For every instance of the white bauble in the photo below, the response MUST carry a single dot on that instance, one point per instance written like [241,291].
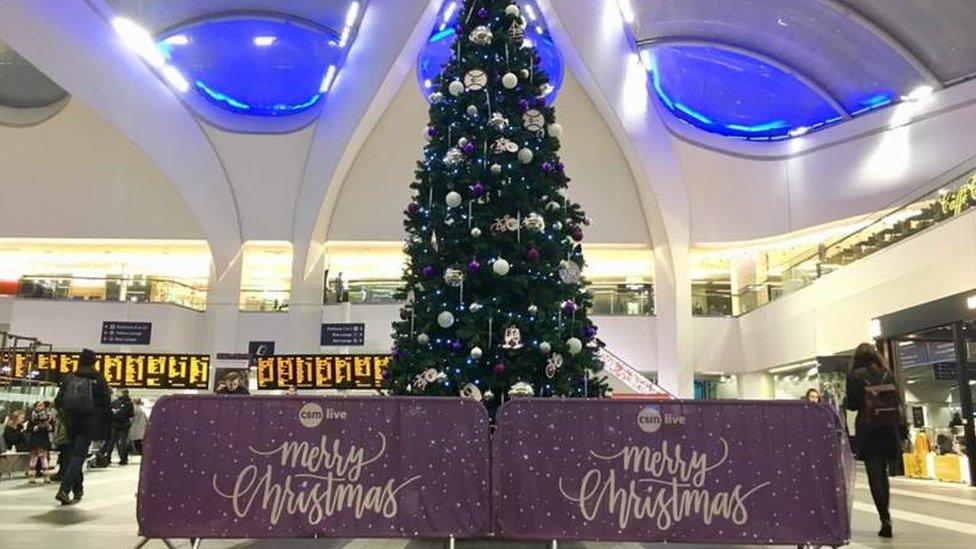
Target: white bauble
[446,319]
[453,199]
[574,345]
[456,88]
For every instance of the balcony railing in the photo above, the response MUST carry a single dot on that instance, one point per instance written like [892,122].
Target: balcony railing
[135,289]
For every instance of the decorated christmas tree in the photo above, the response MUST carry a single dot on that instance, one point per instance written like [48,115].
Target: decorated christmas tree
[496,304]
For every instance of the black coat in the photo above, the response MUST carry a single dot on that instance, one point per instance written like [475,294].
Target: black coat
[871,442]
[97,425]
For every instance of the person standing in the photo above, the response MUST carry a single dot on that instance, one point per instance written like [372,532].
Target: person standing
[873,393]
[138,430]
[122,414]
[84,399]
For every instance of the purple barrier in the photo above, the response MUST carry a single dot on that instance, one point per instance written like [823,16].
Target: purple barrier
[291,467]
[675,471]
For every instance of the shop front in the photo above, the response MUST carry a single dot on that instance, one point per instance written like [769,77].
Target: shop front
[933,350]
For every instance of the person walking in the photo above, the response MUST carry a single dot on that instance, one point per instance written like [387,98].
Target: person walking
[873,393]
[122,414]
[138,430]
[84,399]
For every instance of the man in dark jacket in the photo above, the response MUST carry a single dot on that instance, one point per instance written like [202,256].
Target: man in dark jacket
[122,412]
[83,398]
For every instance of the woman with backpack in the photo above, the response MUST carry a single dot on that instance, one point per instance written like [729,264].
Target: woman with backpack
[879,428]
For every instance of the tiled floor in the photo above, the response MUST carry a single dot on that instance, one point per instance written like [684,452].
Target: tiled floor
[927,514]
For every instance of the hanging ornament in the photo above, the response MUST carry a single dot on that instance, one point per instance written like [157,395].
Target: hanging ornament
[534,222]
[453,199]
[553,365]
[521,389]
[455,88]
[471,392]
[453,277]
[574,345]
[512,338]
[498,121]
[481,35]
[533,120]
[569,272]
[453,157]
[445,319]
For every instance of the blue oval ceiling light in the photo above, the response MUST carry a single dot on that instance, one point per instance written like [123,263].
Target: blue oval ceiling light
[437,51]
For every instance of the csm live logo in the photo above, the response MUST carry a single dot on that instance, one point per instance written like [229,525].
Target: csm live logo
[312,415]
[650,419]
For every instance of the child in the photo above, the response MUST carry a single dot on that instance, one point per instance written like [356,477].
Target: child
[38,434]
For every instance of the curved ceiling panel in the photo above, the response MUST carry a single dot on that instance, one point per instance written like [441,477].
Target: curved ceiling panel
[437,52]
[734,94]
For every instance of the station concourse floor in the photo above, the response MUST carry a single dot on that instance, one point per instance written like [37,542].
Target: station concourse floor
[926,514]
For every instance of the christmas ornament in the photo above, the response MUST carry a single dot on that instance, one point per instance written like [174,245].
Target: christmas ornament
[533,120]
[481,35]
[471,392]
[521,389]
[445,319]
[498,121]
[553,365]
[475,80]
[534,222]
[455,88]
[574,345]
[453,199]
[509,81]
[453,277]
[513,338]
[453,157]
[569,272]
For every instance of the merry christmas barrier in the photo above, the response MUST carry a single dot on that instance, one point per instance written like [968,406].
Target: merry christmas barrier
[289,467]
[675,471]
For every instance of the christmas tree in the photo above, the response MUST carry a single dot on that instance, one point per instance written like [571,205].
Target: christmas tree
[496,304]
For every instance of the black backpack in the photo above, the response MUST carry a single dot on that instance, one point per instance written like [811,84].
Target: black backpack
[78,396]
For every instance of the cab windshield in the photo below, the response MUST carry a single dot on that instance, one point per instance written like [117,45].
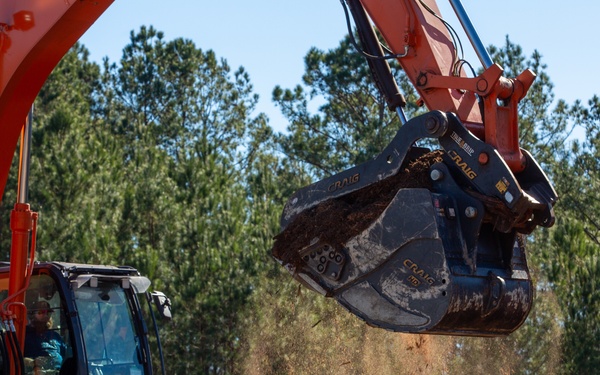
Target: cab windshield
[111,342]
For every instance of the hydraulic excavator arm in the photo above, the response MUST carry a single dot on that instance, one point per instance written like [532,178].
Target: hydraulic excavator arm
[420,240]
[424,241]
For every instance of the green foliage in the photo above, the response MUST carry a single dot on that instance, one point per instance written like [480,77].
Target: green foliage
[157,162]
[353,123]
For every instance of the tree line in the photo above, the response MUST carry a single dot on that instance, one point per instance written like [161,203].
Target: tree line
[160,161]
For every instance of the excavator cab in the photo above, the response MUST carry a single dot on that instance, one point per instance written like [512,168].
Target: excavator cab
[83,319]
[426,240]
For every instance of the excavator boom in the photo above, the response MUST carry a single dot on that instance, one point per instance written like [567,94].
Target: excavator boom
[425,240]
[422,240]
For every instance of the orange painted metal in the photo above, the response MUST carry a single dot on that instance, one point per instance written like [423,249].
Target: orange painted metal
[408,25]
[34,36]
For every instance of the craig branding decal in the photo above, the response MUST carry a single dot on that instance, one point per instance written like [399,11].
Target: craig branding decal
[462,164]
[340,184]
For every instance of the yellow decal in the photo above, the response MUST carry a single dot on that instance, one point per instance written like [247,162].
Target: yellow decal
[417,271]
[462,164]
[340,184]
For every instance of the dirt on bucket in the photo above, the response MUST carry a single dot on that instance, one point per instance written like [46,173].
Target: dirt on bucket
[337,220]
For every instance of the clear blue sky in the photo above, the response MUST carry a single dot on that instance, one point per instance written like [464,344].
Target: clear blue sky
[270,37]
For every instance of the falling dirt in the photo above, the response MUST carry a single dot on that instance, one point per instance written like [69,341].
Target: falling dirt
[337,220]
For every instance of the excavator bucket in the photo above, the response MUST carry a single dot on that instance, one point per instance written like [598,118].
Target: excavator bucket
[422,241]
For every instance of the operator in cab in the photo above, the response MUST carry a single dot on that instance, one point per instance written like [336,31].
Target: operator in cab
[44,347]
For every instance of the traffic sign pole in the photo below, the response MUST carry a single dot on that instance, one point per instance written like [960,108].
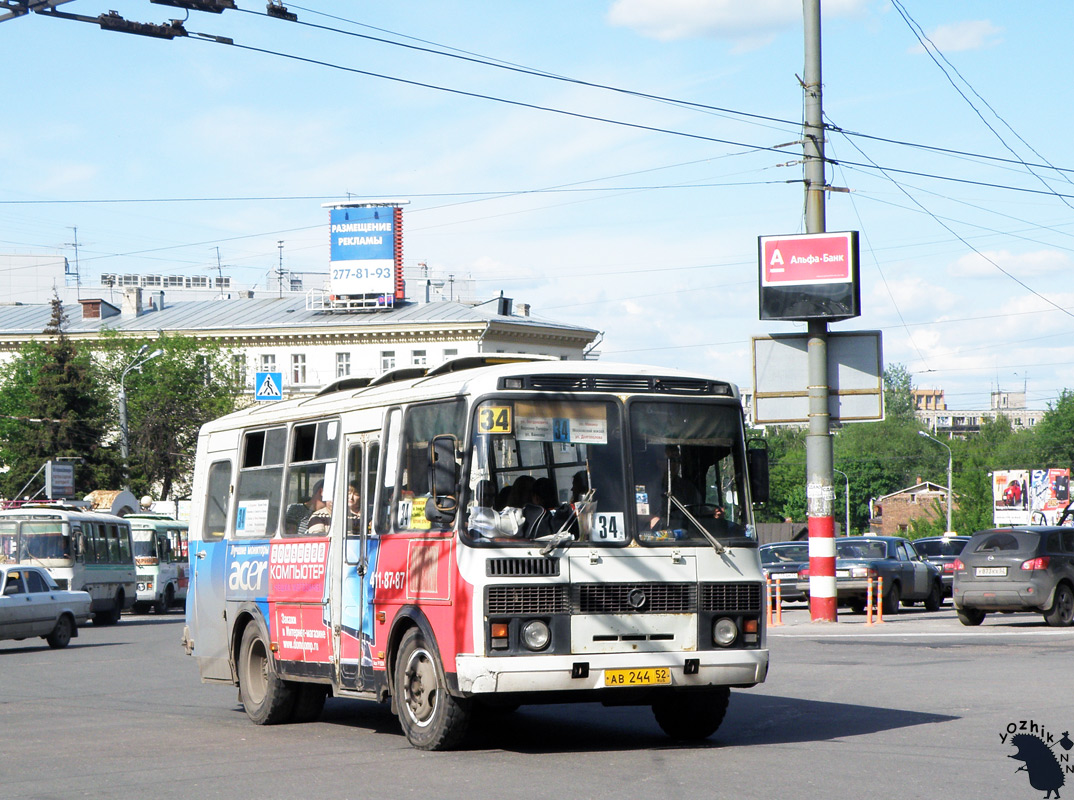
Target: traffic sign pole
[818,463]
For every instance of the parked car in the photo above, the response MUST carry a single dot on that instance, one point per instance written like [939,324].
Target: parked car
[942,551]
[1017,569]
[908,577]
[781,561]
[32,604]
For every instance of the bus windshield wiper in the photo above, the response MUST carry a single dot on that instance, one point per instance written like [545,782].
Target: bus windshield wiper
[563,535]
[705,532]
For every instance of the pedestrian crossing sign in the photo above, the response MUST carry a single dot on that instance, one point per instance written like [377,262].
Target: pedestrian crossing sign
[269,386]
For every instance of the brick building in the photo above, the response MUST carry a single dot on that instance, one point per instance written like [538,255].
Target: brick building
[890,514]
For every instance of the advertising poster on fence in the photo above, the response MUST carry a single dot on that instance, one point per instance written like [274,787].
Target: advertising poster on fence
[1049,492]
[1011,497]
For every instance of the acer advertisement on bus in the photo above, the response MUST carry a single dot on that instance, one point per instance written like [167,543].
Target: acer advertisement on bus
[365,250]
[1030,496]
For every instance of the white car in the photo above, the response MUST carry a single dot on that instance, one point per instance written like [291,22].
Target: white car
[31,604]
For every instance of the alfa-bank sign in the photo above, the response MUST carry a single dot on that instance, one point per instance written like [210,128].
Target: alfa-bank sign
[809,276]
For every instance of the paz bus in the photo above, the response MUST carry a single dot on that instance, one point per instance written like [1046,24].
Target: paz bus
[495,531]
[160,560]
[82,550]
|---|
WORK TASK: Select every line of the records holding the string "below".

TASK SOLUTION:
For every instance of the white bauble in the photo below, the response MUST carry a single dot on that instance, one point per instance written like [241,291].
For every instance of the cab windshield in the photo below, the response MUST carry a single dot on that instance, one point per instance written like [117,45].
For every instance of the traffic sign pole in the photo below, the response MUST carry a single dot on that instance, one point per instance written like [960,108].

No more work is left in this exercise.